**Exercise directions**
Write out the entries again. Match each one exactly.

Natural language region descriptions:
▼

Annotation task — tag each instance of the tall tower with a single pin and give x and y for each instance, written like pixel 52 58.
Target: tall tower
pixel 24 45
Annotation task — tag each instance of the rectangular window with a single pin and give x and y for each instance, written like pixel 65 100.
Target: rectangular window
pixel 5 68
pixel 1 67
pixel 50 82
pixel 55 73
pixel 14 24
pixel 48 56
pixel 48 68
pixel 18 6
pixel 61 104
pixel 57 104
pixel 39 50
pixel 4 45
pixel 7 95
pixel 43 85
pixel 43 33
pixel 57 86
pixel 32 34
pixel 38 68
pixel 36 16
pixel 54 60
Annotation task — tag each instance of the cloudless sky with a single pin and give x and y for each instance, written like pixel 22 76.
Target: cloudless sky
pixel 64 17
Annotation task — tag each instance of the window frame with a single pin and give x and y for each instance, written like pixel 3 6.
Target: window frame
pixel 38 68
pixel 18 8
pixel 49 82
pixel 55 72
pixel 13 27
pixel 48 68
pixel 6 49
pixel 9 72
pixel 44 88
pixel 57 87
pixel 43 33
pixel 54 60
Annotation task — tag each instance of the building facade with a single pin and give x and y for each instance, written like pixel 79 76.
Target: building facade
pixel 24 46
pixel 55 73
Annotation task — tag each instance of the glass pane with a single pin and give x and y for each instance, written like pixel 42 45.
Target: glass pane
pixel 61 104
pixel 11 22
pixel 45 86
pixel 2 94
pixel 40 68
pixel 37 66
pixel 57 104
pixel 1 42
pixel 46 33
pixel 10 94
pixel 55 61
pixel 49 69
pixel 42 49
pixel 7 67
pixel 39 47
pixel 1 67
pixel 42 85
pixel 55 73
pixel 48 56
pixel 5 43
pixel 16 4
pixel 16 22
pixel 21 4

▲

**Exercise output**
Annotation task — tag each instance of the tall tower with a single pin and give x and y for each instance, written like pixel 52 58.
Target: tall tower
pixel 24 45
Annotation task — tag each instance of the rectangular window with a single pin and give x and y for each instance, written like pixel 65 100.
Target: rectangular window
pixel 5 68
pixel 1 67
pixel 50 82
pixel 55 73
pixel 14 24
pixel 48 56
pixel 48 68
pixel 18 6
pixel 61 104
pixel 57 104
pixel 39 50
pixel 4 45
pixel 7 95
pixel 43 85
pixel 43 33
pixel 57 86
pixel 32 34
pixel 38 68
pixel 36 16
pixel 54 60
Annotation task — tag each instance of the cloudless sky with a single pin and give x and y for each instance, written like pixel 22 76.
Target: cloudless sky
pixel 64 17
Annotation task — tag each instance of the window frame with a single pin and give x and y for each instance, written like pixel 3 6.
Target: window frame
pixel 38 68
pixel 18 8
pixel 49 82
pixel 55 72
pixel 13 27
pixel 48 68
pixel 6 49
pixel 9 72
pixel 44 88
pixel 57 87
pixel 43 33
pixel 54 60
Annotation task — tag each instance of the building facade with a single pin and give x and y for each instance, written like pixel 79 76.
Target: building facade
pixel 24 46
pixel 55 73
Annotation task — tag each instance of the glass pane with a single pin and give x and y for each instance, written like pixel 42 45.
Target: glass pane
pixel 61 104
pixel 11 22
pixel 45 86
pixel 2 94
pixel 40 68
pixel 37 66
pixel 57 104
pixel 1 42
pixel 46 33
pixel 10 94
pixel 55 61
pixel 49 69
pixel 42 49
pixel 7 67
pixel 39 47
pixel 1 67
pixel 42 85
pixel 55 73
pixel 48 56
pixel 5 43
pixel 16 4
pixel 16 22
pixel 21 4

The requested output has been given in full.